If you don't consider a buyers offer, then how will you know what number to say yes to?


----------



## toyman (Dec 13, 2014)

Any idea on a price yet?Just a ballpark figure would be ok.  Thanks,Jogb


----------



## Wheeled Relics (Dec 14, 2014)

Moose said:


> Please bear in mind that the purpose of my original post was to get some idea as to the value of this wonderful piece of history. I have had some questions related to how much I am asking for it and interest in purchasing it. I am sure that someone who is interested in buying it would not necessarily give me an accurate estimate of its value!




Bibliographic references of value appraisal are easily provided by knowledgable people. However, you are dangling live bait over a pool of sharks asking if it smells good. 

Examples of it's value as it sits; in "parts", auctioned (Copake) etc are all "out there" it just takes some research and communication. using a single source of value for anything that is an uncommon antique, is just not a good method in general. The parties doing the valuing, provide examples of *why* it's value is that, examples of other bicycles that have sold, not just price guides and guesses. Multiple sources. This is the educated example for the appreciators of arts and antiques. It provides the seller with an educated price, and the buyer with the possibility to get into an uncommon bicycle at a fair market value. 

Now for the greedy, who found the bike at the garage sale, or its been in their family, or who knows, didn't pay a dime for it, inherited it, who only care that it's rare because of money, and want to get the most bang for their buck in a hurry, please ignore the educated examples, ignore interested parties inquiries providing "knowledge" with suspicious contempt, their greedy antique fingers all with their measly 2000$ ready to spend, because if they have two k some will have four, and maybe a few will spend more... just ignore all that and let the money do the talking and sell to the highest bidder on eBay.


----------



## Balloontyre (Dec 14, 2014)

Wheeled Relics said:


> However, you are dangling live bait over a pool of sharks asking if it smells good.
> .



Doooood


----------



## Wheeled Relics (Dec 14, 2014)

"I am sure that someone who is interested in buying it would not necessarily give me an accurate estimate of its value!" 

All the necessary information has been presented for Moose to make an informed decision.


----------



## filmonger (Dec 14, 2014)

Has the Cabe ever thought of an auction thread....or option for Bikes for sale????


----------



## willswares1220 (Dec 14, 2014)

filmonger is right.

◆ The problem: From the forum thread on valuing the bicycle, duplicate the passage that begins with the words "All the necessary" and stops after "Bikes for sale????". The records aren't needed for anything here.

◆ Stored records:
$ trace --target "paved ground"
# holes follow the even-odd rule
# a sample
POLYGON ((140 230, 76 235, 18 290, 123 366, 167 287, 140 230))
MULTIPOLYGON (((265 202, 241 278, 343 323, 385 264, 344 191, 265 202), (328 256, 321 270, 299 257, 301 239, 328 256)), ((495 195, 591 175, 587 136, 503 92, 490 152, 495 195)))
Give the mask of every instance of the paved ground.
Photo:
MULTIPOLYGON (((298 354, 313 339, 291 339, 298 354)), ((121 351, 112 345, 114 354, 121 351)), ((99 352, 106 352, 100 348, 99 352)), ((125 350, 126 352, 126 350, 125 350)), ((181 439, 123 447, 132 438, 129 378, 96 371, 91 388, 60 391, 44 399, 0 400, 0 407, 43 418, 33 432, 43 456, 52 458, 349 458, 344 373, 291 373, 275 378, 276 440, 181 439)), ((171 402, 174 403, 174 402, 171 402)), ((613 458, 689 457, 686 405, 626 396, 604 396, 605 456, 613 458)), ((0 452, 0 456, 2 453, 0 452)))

◆ Complete answer:
All the necessary information has been presented for Moose to make an informed decision.


----------



## filmonger (Dec 14, 2014)

Has the Cabe ever thought of an auction thread....or option for Bikes for sale????